• _Requirement_: Rewrite everything from the line containing "Keep to two rules. Tag each instance of the concrete tunnel" down to the line containing "x=490 y=110", changing "dirt path" to "gravel path" and leaving everything else the same.

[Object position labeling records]
+ + + +

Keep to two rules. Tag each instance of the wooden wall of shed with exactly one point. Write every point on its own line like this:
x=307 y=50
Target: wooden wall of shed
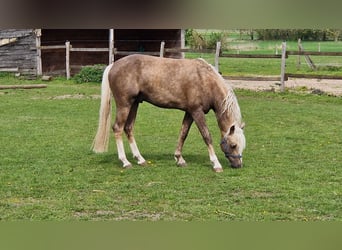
x=21 y=53
x=53 y=61
x=147 y=40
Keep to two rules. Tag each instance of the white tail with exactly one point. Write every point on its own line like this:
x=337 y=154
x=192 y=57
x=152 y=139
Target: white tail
x=101 y=140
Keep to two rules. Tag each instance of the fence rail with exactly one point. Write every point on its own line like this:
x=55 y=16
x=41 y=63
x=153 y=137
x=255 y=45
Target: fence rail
x=217 y=54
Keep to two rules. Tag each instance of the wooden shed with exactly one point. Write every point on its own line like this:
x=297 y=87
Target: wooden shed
x=50 y=51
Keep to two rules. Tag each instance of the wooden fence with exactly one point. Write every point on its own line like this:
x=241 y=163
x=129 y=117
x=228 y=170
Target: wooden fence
x=218 y=54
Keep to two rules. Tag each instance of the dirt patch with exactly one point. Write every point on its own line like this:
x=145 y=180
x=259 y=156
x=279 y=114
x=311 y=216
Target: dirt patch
x=315 y=86
x=76 y=96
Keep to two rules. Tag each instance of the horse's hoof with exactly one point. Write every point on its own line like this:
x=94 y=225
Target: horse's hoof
x=182 y=165
x=218 y=170
x=128 y=166
x=143 y=164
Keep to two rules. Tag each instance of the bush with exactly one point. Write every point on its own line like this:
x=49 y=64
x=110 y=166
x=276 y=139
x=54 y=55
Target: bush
x=292 y=34
x=196 y=40
x=90 y=74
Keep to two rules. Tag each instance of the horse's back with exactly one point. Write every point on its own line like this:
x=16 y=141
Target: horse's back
x=165 y=82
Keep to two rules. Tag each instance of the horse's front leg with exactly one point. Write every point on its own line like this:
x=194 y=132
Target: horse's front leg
x=129 y=132
x=199 y=118
x=187 y=121
x=118 y=127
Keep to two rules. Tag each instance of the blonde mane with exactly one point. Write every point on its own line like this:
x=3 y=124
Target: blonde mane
x=229 y=103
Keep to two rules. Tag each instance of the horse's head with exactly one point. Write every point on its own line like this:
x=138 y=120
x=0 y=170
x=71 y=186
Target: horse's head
x=232 y=145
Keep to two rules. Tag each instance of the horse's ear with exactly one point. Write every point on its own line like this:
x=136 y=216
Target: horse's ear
x=243 y=125
x=231 y=130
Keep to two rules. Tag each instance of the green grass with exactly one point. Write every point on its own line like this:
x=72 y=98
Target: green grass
x=327 y=65
x=292 y=168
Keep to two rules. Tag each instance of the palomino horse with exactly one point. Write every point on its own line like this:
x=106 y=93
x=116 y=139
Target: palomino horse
x=191 y=85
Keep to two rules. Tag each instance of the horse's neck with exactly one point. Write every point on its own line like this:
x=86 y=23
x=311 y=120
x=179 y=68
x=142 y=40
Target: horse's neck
x=227 y=110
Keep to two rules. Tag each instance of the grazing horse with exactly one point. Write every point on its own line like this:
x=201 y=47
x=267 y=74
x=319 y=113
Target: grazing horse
x=191 y=85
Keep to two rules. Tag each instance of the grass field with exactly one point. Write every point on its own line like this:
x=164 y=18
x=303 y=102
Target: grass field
x=292 y=168
x=326 y=65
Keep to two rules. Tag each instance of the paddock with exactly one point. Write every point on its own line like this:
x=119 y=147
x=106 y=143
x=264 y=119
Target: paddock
x=291 y=163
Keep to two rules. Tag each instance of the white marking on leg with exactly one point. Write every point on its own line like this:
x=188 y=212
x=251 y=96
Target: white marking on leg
x=121 y=153
x=136 y=153
x=180 y=160
x=213 y=158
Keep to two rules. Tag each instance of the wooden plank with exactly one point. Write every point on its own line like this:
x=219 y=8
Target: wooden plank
x=250 y=56
x=9 y=69
x=175 y=50
x=89 y=49
x=253 y=78
x=313 y=53
x=126 y=53
x=52 y=47
x=313 y=76
x=28 y=86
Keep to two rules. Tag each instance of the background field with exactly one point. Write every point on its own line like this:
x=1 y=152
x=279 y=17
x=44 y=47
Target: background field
x=292 y=161
x=236 y=43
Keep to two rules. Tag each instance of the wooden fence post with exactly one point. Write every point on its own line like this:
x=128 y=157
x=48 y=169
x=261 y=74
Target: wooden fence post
x=217 y=55
x=39 y=52
x=283 y=65
x=111 y=46
x=162 y=49
x=67 y=59
x=299 y=49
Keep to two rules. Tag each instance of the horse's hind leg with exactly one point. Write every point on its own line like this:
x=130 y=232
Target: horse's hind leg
x=129 y=132
x=187 y=121
x=118 y=127
x=199 y=119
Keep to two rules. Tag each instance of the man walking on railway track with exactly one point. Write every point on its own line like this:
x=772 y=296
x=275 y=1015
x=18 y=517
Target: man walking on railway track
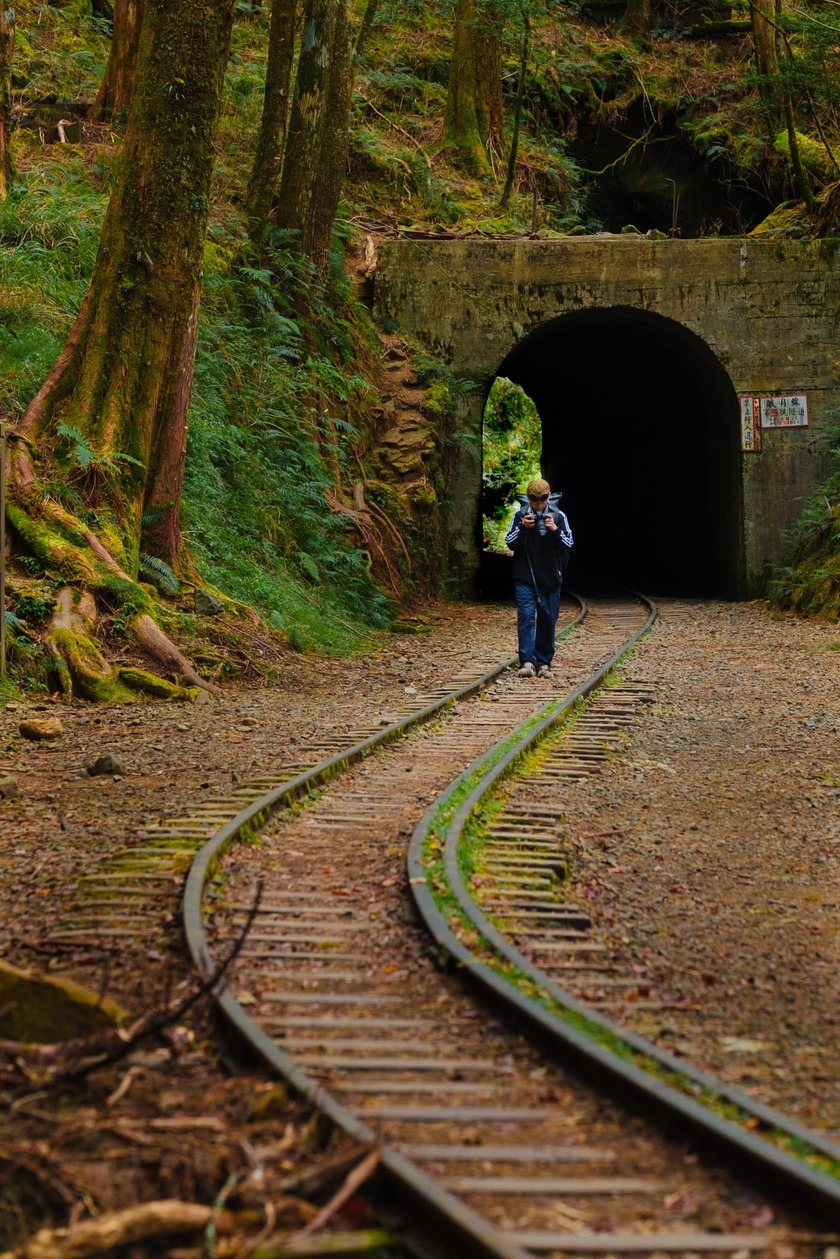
x=540 y=539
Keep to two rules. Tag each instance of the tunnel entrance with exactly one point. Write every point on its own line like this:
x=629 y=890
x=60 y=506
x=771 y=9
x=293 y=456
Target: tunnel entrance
x=641 y=433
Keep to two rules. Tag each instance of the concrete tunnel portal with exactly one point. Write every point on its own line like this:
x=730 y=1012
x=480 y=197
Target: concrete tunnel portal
x=641 y=433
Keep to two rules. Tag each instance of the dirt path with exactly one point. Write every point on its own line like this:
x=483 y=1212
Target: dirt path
x=717 y=829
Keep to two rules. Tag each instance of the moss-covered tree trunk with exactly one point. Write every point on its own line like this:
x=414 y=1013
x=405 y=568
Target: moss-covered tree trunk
x=6 y=47
x=316 y=136
x=766 y=54
x=335 y=137
x=120 y=388
x=119 y=78
x=265 y=178
x=461 y=118
x=474 y=122
x=490 y=110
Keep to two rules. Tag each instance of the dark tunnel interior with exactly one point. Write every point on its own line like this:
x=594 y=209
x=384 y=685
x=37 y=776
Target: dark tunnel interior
x=640 y=432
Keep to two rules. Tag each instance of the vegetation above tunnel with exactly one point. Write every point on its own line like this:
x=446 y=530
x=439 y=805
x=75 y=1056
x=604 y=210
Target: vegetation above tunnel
x=306 y=492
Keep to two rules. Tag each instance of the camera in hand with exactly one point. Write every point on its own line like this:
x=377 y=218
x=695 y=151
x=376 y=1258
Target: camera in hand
x=539 y=520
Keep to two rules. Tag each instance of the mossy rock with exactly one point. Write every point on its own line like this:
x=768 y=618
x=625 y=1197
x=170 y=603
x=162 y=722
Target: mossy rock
x=43 y=1010
x=811 y=151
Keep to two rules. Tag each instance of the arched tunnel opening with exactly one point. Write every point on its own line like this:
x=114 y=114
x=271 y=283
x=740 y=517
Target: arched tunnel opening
x=641 y=433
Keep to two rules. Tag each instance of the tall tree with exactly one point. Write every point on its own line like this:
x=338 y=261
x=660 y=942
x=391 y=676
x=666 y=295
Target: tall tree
x=265 y=176
x=518 y=112
x=472 y=117
x=119 y=77
x=763 y=18
x=112 y=411
x=317 y=130
x=6 y=47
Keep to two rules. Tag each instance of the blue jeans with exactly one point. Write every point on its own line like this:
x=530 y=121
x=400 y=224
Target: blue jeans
x=535 y=623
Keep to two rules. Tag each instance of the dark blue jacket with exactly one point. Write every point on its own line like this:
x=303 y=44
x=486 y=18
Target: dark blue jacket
x=539 y=560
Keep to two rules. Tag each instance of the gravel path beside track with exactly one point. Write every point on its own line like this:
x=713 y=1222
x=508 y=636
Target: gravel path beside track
x=709 y=849
x=713 y=834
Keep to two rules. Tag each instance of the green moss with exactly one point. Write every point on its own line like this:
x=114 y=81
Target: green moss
x=150 y=684
x=42 y=1010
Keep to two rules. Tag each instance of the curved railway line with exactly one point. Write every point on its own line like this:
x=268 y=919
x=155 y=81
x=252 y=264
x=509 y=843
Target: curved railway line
x=486 y=1145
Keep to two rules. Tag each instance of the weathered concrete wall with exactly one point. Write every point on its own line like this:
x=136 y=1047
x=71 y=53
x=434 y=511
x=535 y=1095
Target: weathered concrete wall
x=767 y=310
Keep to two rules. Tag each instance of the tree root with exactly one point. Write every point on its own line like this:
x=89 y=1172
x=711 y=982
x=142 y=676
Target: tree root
x=62 y=543
x=82 y=670
x=106 y=1234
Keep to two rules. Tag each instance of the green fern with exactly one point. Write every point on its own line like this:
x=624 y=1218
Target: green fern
x=309 y=565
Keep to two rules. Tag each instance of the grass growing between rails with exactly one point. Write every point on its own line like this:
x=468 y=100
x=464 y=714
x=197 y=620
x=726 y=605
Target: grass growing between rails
x=485 y=957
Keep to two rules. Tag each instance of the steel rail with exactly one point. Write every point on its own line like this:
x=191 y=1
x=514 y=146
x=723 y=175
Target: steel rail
x=446 y=1220
x=821 y=1190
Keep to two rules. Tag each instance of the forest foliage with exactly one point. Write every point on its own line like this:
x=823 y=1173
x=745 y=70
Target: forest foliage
x=670 y=117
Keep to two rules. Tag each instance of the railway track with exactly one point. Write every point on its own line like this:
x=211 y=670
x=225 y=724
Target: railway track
x=485 y=1140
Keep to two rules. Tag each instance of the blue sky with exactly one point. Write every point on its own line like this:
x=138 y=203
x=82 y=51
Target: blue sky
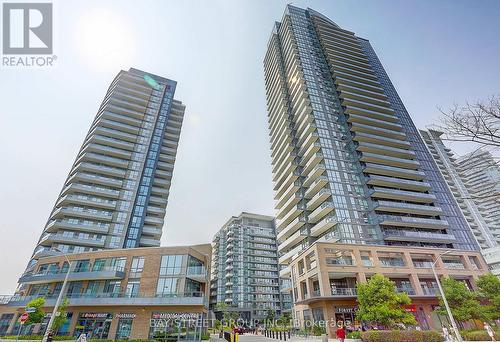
x=436 y=52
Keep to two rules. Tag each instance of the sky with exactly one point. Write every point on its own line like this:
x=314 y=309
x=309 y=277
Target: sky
x=437 y=53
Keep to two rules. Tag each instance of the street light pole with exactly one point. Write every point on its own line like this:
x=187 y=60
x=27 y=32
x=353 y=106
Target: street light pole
x=453 y=324
x=59 y=297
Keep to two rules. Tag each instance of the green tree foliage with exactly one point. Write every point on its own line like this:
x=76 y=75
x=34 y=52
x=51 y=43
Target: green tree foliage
x=61 y=318
x=463 y=302
x=37 y=316
x=270 y=316
x=489 y=291
x=379 y=303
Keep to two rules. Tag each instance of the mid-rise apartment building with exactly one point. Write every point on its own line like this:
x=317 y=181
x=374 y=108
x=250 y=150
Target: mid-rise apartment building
x=133 y=293
x=245 y=267
x=481 y=175
x=474 y=180
x=349 y=166
x=117 y=189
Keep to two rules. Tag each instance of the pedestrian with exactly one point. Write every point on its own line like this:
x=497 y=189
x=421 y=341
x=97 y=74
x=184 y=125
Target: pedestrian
x=82 y=337
x=340 y=333
x=446 y=334
x=490 y=331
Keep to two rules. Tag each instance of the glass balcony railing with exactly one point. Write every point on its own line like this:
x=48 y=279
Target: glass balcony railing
x=343 y=291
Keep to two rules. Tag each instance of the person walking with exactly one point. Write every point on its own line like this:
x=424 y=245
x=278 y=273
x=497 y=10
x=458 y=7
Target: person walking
x=446 y=334
x=490 y=331
x=340 y=334
x=82 y=337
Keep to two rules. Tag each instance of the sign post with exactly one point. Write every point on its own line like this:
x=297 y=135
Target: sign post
x=23 y=318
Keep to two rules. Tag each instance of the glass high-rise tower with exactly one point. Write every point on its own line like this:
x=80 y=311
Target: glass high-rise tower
x=117 y=190
x=356 y=190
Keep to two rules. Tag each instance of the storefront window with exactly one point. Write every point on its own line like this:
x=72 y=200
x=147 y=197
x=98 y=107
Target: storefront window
x=172 y=326
x=94 y=324
x=167 y=286
x=171 y=265
x=124 y=326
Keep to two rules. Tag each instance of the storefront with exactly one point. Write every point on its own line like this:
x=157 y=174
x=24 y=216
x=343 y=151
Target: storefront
x=346 y=316
x=172 y=326
x=124 y=326
x=94 y=324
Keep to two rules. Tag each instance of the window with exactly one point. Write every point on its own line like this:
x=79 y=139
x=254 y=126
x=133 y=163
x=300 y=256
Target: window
x=137 y=265
x=132 y=289
x=167 y=286
x=171 y=265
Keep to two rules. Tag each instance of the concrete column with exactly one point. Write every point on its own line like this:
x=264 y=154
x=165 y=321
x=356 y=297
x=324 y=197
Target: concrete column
x=415 y=283
x=466 y=262
x=361 y=277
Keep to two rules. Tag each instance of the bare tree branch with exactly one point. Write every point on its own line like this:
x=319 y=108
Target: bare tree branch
x=478 y=122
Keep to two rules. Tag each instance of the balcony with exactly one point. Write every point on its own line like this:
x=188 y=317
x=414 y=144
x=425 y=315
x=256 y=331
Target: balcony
x=317 y=171
x=316 y=185
x=292 y=240
x=380 y=140
x=402 y=195
x=51 y=238
x=320 y=211
x=323 y=226
x=291 y=228
x=399 y=183
x=386 y=150
x=317 y=199
x=391 y=161
x=343 y=292
x=86 y=226
x=287 y=257
x=404 y=235
x=402 y=207
x=198 y=273
x=408 y=221
x=106 y=273
x=148 y=242
x=119 y=299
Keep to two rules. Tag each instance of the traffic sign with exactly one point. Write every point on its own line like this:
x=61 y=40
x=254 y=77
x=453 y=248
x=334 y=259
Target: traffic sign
x=24 y=317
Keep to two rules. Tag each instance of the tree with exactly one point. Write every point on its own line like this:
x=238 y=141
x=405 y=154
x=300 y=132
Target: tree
x=463 y=303
x=61 y=318
x=39 y=314
x=270 y=316
x=284 y=320
x=489 y=291
x=379 y=303
x=478 y=122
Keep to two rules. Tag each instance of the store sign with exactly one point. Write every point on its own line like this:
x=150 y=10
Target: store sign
x=410 y=307
x=342 y=309
x=96 y=315
x=175 y=315
x=126 y=315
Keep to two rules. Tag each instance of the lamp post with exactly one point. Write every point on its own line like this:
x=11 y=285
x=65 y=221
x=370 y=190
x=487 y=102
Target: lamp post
x=59 y=297
x=452 y=320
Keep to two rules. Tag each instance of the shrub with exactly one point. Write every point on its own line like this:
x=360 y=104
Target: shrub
x=37 y=337
x=400 y=335
x=477 y=335
x=354 y=334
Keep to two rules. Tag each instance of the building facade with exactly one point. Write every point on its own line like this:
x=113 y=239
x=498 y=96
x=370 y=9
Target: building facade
x=325 y=277
x=245 y=267
x=349 y=166
x=135 y=293
x=117 y=190
x=474 y=180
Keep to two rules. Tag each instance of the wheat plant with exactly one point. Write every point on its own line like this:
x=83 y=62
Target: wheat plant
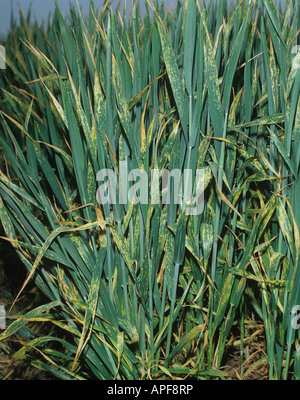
x=143 y=290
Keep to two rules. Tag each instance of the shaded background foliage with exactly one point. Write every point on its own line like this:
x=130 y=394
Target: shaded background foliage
x=145 y=291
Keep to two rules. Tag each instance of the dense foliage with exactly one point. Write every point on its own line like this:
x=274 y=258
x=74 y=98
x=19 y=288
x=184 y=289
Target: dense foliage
x=147 y=290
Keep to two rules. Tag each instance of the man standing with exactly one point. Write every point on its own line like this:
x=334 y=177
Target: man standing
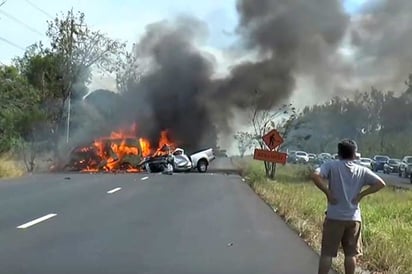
x=344 y=192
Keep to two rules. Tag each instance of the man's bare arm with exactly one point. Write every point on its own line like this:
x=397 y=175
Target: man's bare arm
x=319 y=182
x=380 y=184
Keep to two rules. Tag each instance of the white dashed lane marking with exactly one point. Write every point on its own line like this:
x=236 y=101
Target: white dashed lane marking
x=114 y=190
x=36 y=221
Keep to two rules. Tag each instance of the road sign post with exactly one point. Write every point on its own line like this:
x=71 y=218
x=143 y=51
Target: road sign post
x=272 y=140
x=270 y=156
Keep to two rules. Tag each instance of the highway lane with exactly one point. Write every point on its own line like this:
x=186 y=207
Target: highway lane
x=394 y=180
x=144 y=223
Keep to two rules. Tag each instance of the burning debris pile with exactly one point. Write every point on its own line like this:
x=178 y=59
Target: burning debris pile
x=123 y=151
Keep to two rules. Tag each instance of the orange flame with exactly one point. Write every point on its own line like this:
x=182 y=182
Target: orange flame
x=115 y=152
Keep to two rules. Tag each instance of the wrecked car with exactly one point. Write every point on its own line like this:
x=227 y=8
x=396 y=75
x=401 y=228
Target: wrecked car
x=180 y=161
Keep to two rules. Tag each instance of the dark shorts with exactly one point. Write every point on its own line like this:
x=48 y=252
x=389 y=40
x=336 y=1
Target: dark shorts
x=347 y=233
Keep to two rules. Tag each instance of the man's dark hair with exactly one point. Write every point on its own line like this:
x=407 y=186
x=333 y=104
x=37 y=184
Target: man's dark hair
x=347 y=149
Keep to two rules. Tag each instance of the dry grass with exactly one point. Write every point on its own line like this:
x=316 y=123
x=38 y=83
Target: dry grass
x=9 y=167
x=387 y=216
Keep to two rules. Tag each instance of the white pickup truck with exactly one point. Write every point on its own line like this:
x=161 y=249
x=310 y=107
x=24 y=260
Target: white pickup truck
x=182 y=162
x=199 y=160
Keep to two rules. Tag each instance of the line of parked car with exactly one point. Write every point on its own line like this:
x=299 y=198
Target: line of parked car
x=402 y=167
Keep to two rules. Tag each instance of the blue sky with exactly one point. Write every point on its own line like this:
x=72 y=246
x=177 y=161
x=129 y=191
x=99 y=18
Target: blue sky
x=121 y=19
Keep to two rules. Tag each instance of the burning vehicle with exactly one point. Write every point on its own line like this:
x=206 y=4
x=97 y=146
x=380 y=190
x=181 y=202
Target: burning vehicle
x=123 y=151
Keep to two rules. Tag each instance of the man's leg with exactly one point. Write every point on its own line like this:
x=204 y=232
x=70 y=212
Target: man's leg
x=352 y=245
x=325 y=264
x=350 y=264
x=331 y=238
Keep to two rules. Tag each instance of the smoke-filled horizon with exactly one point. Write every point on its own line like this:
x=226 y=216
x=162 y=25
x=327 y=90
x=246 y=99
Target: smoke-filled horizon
x=291 y=38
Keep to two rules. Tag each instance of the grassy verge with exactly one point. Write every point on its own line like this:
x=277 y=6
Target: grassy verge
x=387 y=216
x=9 y=167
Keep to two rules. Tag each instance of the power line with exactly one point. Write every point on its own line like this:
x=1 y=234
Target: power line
x=39 y=9
x=20 y=22
x=11 y=43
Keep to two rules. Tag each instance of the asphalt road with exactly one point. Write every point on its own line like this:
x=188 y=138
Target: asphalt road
x=395 y=180
x=143 y=223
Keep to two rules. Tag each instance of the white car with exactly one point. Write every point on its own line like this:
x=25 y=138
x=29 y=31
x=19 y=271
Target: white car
x=366 y=162
x=181 y=161
x=301 y=156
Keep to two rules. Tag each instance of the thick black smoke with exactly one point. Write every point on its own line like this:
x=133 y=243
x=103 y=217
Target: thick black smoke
x=290 y=37
x=168 y=95
x=177 y=91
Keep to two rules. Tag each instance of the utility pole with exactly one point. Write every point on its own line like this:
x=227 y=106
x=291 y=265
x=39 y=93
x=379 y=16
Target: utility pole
x=70 y=75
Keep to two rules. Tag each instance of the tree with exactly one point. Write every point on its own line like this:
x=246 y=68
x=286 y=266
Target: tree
x=80 y=51
x=263 y=120
x=245 y=141
x=20 y=115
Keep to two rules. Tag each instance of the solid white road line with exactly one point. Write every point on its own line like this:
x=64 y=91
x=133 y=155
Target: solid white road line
x=114 y=190
x=36 y=221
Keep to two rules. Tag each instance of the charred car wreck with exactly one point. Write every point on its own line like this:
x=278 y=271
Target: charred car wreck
x=177 y=161
x=127 y=155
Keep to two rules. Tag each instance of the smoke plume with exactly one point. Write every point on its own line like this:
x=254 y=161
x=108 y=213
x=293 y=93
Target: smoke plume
x=291 y=39
x=178 y=92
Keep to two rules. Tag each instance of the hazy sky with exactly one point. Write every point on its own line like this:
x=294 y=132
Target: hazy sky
x=23 y=22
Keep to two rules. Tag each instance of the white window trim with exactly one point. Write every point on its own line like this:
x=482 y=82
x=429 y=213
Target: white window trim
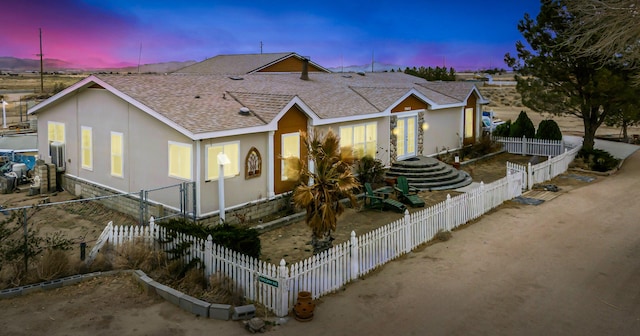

+ + + +

• _Answer in full_:
Keep to two rules. Tag each instance of the concrete tunnel portal with exactly one point. Write every point on its own line like this:
x=730 y=1012
x=480 y=197
Target: concrete tunnel portal
x=641 y=433
Keep to two rules. Tag each instance of the gravel path with exactly one point. Write every point on its own line like this:
x=483 y=1212
Target: gravel path
x=717 y=829
Keep to two rules. Tag each instance of the moss-covered tree trunk with exactly one point. Write every point on its own line like this:
x=414 y=1013
x=405 y=568
Target: moss-covered tree trunk
x=6 y=47
x=316 y=136
x=766 y=54
x=335 y=137
x=120 y=388
x=119 y=78
x=265 y=178
x=461 y=118
x=474 y=122
x=490 y=110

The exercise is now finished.